> _EXERCISES TO COMPLETE_:
[a] Translate this sentence from the passage on the 3-2-1 shadow process into Spanish: "It takes an extraordinary amount of energy to keep aspects of ourselves hidden in this way."
[b] Write the next part of the passage on the 3-2-1 shadow process, picking up after its final line.

> _PASSAGE_:
::::
Embracing Your Shadows

flickr photo shared by Michelle Brea under a Creative Commons ( BY-NC-ND ) license


The 3-2-1 process was developed by Ken Wilber and his associates at Integral Institute as a simple and effective tool for working with the ‘shadow’. The process helps to uncover our shadow (unconscious thoughts and emotions), so we are aware of and can then work with it. It takes an extraordinary amount of energy to keep aspects of ourselves hidden in this way. The energy it takes to repress or deny them could be re-directed to other, more nourishing practices. When we shine a light on our shadow, we are integrating disowned aspects of ourselves, we liberate the energy we were using to hide them.

This exercise involves participants using a process of journaling in order to explore how their shadow can manifest itself in their day-to-day life.

Activity Type

Group / Experiential [Participants can choose to work individually or with a partner for each step if they wish to share].


90 Minutes

Learning Outcomes

  • To recognise our reactive patterns and that the parts of ourselves we reject, manifest themselves in others

  • To gain awareness of how we relate to others and to practice conflict resolution methods

  • To deepen an understanding that we are fundamentally interconnected


Required Materials and Tools:

Book, pens

Step-by-Step Instructions:

  1. Ask participants to choose an emotional experience from their life connected to another person. It is often easier to begin with a person with whom there is difficulty (e.g. lover, relative, boss): this person may irritate, disturb, annoy, or upset them. Conversely, there may be feelings of attraction, obsession, infatuation, or jealousy toward this person. In any case, choose someone with whom there is a strong emotional charge, whether positive or negative. Ensure participants that they will not have to share the specific details at any point if they do not wish to. [Give participants 3 minutes to decide on the person, participants will do this step individually.]

  2. Face It. Ask the participants to imagine this person. Using a journal, ask participants to write down the qualities that are most unsettling, or the characteristics that are most attractive using 3rd-person language (he, she, it). Invite the participants to take this opportunity to let it out, not trying to be skillful or to say the ‘right’ thing. Remind the participants that there is no need to sugar-coat the description as the person they are describing will never see this. [Give the participants 10 minutes for "journaling" them and invite them to share their experience for 5 minutes each if they have chosen to work in pairs]

  3. Talk to It. Ask participants to begin an imaginary dialogue with this person in their journal. Ask participants to write directly to this person as if he or she were going to read the letter. Invite them to write what bothers them about that person/situation. Participants can ask them questions such as:

    1. Why are you doing this to me?

    2. What do you want from me?

    3. What are you trying to show me?
::::
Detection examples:
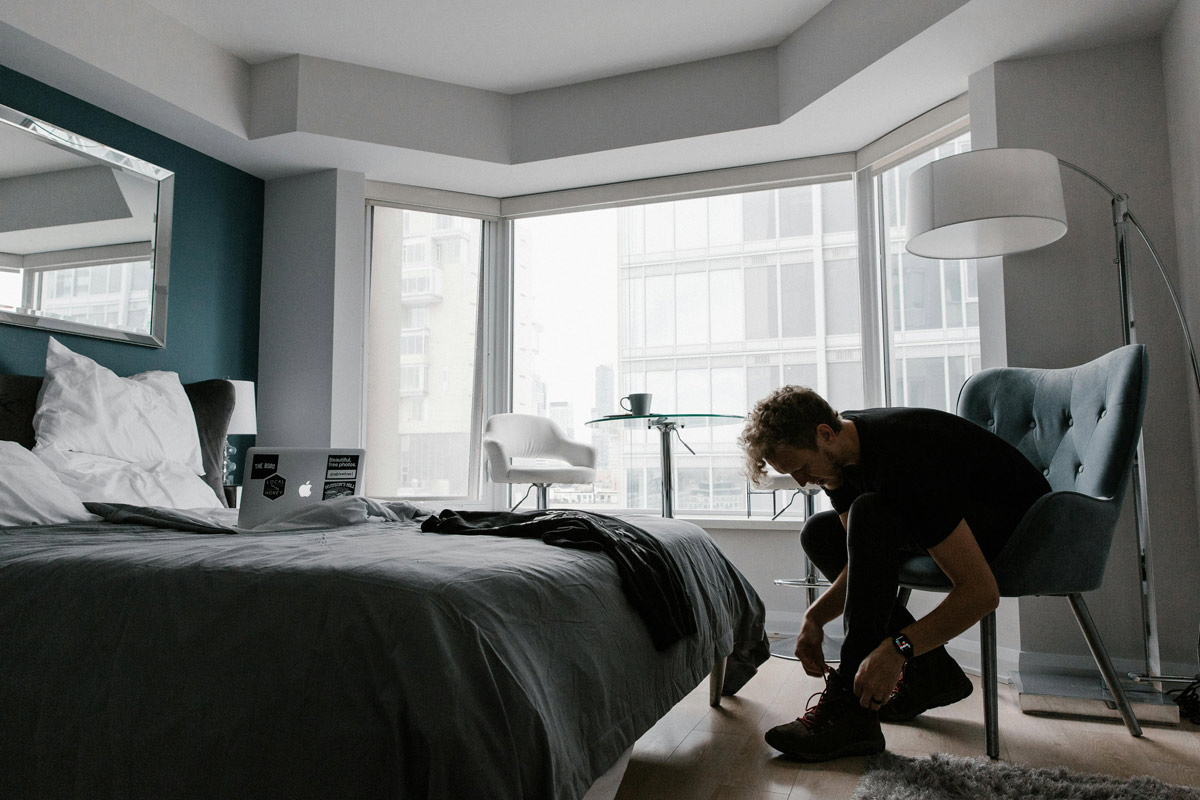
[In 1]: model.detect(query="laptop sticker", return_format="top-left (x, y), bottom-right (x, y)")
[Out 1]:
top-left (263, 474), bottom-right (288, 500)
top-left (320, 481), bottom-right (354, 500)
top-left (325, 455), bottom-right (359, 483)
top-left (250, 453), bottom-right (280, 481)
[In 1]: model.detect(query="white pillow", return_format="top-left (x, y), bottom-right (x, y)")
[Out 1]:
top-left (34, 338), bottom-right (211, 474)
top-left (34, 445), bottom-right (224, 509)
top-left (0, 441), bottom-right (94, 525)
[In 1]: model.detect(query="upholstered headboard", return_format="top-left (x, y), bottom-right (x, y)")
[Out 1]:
::::
> _TASK RESULTS_:
[a] Se necesita una cantidad extraordinaria de energía para mantener ocultos de esta manera aspectos de nosotros mismos.

[b]
    4. What do you have to teach me?

  4. Then ask participants to imagine the person's responses and write them down. [Give participants 15 minutes for journaling and if they have chosen to work in pairs, invite them to share their experience for 5 minutes each.]

  5. Be It. Invite the participants to become this person, taking on the qualities that either annoy or fascinate them, embodying the traits they described in ‘Face It’. While journaling, participants should use 1st-person language (I, me, mine). Mention that it is normal to feel awkward. The traits they are taking on are the exact traits that they have been denying in themselves. Invite them to use statements such as “I am angry”, “I am jealous”, I “am radiant”. In their journal, ask them to fill in the blank with whatever qualities they are working with: “I am__________.” [Give participants 10 minutes for journaling and if they have chosen to work in pairs, invite them to share their experience for 5 minutes each.]

  6. To complete the process, ask participants if they notice these disowned qualities in themselves, experiencing the part of themselves that is this very trait. [Give participants 5 minutes per person]. Finally gather the whole group for 20 minutes sharing, use the reflection questions below.

Attached Support Files

2 minute video introduction to the exercise.


  • Did anything emerge from the exercise which gave you a fresh insight into yourself?

  • Do you feel like you resolved/addressed any strong emotions that were consuming you?

  • Have you noticed any shift in your feelings towards yourself and the person?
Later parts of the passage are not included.